Exercise aim
Reproduce, word for word, the part of the material that opens with the line containing "the yellow hard" and closes with the line containing "[[115, 107]]", both of those lines included.

>> Begin Data lines

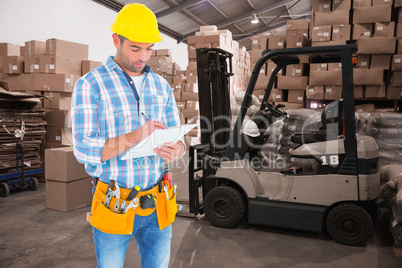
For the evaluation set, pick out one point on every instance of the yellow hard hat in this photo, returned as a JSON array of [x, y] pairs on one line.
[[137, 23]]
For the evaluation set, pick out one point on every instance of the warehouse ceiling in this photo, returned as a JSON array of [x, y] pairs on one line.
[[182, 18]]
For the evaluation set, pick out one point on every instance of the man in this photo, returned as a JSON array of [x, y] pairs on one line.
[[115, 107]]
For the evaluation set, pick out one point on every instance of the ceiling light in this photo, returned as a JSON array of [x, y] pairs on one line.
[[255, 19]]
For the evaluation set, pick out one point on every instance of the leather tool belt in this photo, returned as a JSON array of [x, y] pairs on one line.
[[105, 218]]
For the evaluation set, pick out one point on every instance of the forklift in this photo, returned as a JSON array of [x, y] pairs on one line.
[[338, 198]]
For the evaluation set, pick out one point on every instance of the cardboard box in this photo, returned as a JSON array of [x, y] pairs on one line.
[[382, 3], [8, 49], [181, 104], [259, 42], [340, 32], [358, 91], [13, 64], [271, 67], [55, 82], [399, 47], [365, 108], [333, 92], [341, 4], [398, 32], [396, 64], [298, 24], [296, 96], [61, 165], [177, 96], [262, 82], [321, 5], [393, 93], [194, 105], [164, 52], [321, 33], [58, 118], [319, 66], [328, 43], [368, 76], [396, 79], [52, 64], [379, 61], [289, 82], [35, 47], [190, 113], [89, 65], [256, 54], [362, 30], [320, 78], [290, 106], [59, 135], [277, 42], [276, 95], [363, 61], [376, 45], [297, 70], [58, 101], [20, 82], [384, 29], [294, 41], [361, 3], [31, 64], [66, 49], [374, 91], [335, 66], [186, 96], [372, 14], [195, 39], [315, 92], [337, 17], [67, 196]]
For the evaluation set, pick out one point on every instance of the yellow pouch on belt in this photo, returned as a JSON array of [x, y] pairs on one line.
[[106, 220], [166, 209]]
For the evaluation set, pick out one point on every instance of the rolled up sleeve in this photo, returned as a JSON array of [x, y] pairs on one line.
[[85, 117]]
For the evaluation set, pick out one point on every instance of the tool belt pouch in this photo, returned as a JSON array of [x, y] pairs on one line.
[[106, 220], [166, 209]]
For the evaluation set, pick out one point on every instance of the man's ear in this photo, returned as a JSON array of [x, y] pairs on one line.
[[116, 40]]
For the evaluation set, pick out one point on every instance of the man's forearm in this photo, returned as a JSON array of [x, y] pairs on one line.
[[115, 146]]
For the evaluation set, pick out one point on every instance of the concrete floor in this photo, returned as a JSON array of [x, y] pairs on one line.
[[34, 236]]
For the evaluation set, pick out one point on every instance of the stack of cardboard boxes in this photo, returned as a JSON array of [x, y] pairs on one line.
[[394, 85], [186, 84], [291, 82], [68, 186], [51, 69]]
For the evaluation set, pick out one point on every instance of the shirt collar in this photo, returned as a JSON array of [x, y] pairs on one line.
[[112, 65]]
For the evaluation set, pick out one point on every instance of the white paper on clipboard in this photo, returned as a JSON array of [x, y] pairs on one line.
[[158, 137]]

>> End Data lines
>> Begin Data lines

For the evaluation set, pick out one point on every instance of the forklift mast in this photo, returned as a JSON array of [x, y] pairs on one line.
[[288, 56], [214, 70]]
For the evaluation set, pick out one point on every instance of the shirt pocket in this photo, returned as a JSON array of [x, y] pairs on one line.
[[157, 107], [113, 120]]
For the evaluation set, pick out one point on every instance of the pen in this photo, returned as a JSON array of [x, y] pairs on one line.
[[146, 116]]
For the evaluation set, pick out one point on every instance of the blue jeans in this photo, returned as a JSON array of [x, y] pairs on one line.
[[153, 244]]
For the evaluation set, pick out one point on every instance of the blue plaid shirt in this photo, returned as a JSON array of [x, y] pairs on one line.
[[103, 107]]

>> End Data lines

Response to this task
For the evaluation set, pick out one point on every instance of the yellow hard hat in this photo, returned as a JSON array of [x, y] pairs on one line.
[[137, 23]]
For the evaluation set, pick out one point on every instance of the warehouse ceiling in this photo, returned as a JSON array of [x, y] pairs on one line.
[[182, 18]]
For the evaluation set, pick out one point on every instance of the man in this photo, returned as a JSON array of [x, y] pairs on one line.
[[115, 107]]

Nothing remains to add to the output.